Dataset extract:
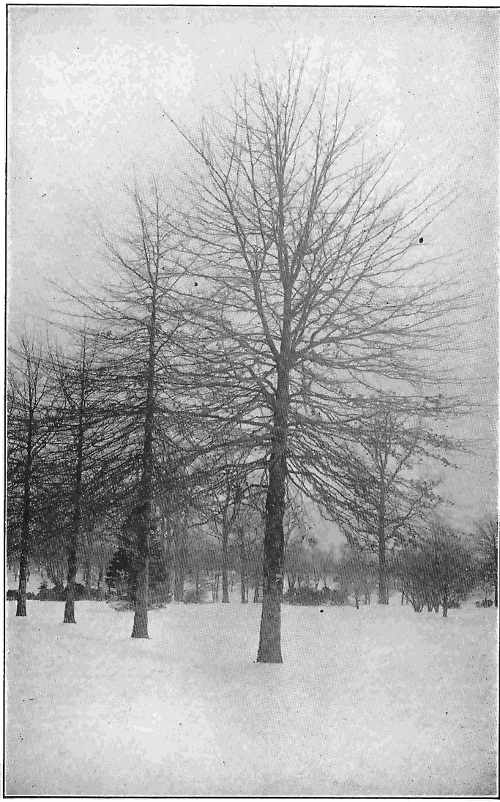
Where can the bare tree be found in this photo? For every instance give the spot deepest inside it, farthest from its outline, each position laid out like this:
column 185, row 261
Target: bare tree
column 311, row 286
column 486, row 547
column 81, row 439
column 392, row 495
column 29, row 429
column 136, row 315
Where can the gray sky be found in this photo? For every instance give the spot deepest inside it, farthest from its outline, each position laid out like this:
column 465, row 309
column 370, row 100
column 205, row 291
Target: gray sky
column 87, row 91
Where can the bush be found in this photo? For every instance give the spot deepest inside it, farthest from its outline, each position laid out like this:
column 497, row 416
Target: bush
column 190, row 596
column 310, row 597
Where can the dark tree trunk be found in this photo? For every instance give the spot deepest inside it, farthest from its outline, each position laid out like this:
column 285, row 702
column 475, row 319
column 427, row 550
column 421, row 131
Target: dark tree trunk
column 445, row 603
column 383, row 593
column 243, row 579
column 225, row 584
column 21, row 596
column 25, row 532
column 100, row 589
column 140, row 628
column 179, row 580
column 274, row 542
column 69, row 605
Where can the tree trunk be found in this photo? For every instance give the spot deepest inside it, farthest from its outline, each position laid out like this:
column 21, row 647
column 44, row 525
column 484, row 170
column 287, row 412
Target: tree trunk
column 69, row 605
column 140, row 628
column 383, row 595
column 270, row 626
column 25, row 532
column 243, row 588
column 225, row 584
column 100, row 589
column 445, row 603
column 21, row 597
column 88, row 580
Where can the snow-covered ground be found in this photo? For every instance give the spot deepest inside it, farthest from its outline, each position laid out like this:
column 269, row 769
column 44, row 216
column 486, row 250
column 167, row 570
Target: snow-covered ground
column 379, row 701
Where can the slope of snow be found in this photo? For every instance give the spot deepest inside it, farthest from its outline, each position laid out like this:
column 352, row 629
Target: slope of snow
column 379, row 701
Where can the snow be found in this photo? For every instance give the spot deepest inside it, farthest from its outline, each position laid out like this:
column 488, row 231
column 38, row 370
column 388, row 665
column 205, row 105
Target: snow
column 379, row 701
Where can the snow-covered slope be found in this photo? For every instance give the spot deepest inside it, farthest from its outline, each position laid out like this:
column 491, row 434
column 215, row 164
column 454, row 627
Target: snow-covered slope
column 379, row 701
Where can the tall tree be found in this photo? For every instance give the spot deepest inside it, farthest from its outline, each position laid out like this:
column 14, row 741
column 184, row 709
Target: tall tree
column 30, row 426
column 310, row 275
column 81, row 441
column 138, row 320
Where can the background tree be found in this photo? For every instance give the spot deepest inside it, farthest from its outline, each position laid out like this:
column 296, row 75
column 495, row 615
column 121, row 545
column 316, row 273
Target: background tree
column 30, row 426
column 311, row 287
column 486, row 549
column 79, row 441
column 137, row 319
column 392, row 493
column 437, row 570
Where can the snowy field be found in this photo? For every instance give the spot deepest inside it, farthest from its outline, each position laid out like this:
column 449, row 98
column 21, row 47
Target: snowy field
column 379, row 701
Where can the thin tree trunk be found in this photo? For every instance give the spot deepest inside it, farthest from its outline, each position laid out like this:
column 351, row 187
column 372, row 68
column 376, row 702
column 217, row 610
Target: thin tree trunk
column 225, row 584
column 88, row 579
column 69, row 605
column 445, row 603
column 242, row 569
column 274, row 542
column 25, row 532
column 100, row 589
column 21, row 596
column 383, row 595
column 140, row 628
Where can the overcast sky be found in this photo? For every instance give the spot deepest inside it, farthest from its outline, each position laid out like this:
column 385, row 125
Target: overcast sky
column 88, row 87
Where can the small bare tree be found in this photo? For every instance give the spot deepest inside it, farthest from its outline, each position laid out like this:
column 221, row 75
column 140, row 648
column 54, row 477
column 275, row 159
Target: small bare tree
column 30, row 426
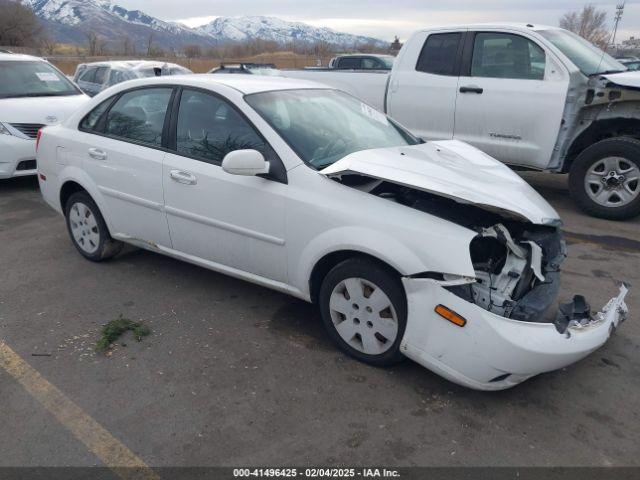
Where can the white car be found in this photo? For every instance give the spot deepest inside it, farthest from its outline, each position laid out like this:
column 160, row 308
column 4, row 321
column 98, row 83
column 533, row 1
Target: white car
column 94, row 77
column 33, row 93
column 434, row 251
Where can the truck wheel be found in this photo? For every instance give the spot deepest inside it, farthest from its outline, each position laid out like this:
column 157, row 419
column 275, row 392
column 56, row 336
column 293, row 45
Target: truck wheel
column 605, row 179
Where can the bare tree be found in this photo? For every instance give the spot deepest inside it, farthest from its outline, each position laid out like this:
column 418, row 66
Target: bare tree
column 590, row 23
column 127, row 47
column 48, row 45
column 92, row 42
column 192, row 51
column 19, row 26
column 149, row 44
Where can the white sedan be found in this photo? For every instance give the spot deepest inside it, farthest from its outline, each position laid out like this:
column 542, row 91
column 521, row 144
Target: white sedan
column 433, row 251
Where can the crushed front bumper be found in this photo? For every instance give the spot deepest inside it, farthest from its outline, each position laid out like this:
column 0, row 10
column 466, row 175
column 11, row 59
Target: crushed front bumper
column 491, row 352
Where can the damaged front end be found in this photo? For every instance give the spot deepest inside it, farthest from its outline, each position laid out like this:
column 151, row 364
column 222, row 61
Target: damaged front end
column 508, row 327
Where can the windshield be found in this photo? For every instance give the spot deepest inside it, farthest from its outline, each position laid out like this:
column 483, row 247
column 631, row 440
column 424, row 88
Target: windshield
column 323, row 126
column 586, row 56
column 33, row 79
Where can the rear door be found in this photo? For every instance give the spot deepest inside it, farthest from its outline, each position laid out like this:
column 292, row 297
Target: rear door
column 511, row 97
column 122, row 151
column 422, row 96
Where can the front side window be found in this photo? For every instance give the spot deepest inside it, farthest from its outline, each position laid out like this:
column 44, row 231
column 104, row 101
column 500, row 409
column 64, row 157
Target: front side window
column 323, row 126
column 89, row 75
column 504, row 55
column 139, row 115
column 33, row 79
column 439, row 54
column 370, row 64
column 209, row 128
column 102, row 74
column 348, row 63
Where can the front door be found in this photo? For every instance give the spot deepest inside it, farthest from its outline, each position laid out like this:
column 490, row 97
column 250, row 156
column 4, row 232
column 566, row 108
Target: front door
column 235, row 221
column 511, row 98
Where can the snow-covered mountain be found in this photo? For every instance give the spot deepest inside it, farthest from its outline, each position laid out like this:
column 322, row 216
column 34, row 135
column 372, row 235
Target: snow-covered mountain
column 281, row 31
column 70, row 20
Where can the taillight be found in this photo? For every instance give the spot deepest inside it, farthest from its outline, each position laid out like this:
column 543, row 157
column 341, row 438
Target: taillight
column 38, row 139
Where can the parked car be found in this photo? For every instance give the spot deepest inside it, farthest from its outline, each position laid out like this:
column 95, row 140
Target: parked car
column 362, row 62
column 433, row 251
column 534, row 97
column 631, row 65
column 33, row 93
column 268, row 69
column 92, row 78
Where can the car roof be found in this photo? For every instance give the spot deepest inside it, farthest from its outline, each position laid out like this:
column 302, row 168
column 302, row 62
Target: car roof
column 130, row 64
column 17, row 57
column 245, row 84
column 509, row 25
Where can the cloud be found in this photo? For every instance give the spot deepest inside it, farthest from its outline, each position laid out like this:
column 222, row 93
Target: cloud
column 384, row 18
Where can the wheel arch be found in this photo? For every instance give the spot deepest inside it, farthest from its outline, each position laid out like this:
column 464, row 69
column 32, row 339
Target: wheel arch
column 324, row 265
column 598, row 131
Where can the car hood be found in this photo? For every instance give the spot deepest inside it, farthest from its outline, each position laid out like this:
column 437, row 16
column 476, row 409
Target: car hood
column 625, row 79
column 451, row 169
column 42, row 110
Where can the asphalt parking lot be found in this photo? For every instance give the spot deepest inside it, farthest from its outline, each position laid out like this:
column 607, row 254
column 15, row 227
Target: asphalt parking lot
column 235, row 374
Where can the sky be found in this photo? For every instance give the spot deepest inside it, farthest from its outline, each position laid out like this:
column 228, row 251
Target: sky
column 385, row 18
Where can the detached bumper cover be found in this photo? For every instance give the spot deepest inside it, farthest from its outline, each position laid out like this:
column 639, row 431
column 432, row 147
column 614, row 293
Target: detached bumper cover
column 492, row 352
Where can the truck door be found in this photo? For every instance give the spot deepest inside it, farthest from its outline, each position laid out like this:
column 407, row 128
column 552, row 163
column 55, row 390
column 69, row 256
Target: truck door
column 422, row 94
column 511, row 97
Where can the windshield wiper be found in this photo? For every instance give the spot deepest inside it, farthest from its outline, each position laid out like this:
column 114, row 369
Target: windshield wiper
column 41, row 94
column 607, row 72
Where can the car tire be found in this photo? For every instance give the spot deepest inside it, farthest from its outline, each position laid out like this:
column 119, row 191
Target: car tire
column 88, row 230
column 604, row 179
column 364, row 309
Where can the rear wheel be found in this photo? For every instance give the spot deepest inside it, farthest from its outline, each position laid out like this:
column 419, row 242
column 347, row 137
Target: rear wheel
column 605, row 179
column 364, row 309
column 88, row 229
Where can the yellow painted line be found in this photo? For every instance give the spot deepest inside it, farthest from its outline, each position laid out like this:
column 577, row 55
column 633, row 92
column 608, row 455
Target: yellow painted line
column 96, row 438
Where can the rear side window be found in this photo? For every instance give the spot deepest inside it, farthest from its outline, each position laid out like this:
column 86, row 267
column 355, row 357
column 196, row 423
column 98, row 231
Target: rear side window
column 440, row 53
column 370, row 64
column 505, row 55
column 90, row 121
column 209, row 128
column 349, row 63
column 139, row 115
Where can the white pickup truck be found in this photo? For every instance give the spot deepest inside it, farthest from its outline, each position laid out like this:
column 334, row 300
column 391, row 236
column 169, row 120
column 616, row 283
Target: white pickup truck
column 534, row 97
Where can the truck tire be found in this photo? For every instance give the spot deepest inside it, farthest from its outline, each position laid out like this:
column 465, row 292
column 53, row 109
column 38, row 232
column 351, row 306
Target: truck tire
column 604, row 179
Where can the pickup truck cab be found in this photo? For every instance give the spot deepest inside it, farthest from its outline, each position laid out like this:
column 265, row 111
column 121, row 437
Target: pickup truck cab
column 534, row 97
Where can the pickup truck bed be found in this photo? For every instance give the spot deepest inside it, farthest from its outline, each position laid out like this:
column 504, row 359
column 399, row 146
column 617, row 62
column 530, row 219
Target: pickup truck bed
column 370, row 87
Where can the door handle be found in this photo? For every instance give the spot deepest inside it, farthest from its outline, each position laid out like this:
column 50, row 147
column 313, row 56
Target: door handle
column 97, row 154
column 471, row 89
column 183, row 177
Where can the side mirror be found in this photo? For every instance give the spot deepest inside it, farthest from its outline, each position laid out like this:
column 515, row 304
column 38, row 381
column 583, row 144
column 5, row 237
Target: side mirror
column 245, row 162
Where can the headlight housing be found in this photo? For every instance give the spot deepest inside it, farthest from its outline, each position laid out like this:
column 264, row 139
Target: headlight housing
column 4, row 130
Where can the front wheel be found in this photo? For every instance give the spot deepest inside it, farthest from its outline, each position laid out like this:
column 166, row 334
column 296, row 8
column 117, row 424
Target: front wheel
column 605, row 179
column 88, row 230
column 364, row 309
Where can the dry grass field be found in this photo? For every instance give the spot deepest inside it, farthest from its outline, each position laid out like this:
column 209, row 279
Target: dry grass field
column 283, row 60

Required work: In the listing above, locate the line containing "column 454, row 627" and the line containing "column 296, row 75". Extract those two lines and every line between them, exactly as written, and only those.

Result:
column 454, row 627
Target: snow-covered slope
column 379, row 701
Where can the tall tree be found in this photo? For every instance give the spot deepest inside it, farthest from its outline, each position laid out like this:
column 14, row 741
column 184, row 709
Target: tall tree
column 30, row 426
column 310, row 275
column 81, row 441
column 138, row 320
Where can the background tree be found in this photo? For every instance give the spot deepest inside it, farthest from its outline, each position laid out like this:
column 296, row 75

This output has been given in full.